Exercise instructions: Every line containing the string "floor" should be returned from the records.

----

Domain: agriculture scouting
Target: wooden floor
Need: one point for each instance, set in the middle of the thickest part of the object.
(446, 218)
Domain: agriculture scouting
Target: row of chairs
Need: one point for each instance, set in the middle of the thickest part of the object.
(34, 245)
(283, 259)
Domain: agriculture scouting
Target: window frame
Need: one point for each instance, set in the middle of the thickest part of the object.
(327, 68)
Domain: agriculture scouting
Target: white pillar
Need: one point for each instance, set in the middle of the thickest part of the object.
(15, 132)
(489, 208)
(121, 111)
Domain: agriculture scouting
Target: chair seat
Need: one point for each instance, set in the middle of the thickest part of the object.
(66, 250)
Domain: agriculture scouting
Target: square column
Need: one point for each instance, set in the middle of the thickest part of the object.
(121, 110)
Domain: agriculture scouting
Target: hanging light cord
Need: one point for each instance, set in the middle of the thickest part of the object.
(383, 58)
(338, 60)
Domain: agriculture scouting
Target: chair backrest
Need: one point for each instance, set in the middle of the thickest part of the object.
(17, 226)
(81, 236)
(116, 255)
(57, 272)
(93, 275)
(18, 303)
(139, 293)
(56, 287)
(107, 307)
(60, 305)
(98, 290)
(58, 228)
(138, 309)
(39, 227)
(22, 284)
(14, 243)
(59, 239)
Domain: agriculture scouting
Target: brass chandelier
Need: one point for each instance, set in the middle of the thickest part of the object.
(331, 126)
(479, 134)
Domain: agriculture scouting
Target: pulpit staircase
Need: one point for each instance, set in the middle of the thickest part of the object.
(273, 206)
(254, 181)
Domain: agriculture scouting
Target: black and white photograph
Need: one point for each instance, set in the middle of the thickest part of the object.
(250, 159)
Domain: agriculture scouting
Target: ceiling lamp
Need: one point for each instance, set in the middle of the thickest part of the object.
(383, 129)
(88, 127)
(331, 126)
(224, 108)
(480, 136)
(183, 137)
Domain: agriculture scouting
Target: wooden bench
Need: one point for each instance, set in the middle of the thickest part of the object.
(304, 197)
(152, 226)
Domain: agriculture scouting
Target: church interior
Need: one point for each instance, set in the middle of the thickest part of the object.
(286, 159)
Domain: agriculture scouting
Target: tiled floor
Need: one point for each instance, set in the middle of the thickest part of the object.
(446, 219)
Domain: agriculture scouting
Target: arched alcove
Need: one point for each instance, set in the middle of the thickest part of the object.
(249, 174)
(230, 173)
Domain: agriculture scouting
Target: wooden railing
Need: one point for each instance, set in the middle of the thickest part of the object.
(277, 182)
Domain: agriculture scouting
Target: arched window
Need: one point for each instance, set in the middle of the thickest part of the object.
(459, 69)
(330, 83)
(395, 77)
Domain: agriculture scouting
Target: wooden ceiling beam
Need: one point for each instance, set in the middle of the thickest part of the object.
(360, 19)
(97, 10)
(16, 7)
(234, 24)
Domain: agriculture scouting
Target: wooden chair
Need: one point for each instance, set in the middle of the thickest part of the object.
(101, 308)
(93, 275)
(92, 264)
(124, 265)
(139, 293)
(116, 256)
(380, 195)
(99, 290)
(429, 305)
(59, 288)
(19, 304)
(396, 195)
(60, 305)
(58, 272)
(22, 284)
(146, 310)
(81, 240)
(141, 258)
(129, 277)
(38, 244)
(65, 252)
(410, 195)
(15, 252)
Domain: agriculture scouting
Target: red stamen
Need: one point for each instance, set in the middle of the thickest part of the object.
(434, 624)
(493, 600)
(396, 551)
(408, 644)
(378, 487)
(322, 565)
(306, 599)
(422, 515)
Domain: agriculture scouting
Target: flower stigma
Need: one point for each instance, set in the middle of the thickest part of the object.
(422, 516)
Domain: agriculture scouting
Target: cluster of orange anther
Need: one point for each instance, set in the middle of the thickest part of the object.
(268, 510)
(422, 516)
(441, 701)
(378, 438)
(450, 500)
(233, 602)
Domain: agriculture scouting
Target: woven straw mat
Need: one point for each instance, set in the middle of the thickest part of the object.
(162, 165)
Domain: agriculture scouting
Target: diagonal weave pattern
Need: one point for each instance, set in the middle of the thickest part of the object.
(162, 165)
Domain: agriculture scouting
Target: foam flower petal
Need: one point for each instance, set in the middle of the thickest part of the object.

----

Written response:
Target: wooden floor
Target: tiled floor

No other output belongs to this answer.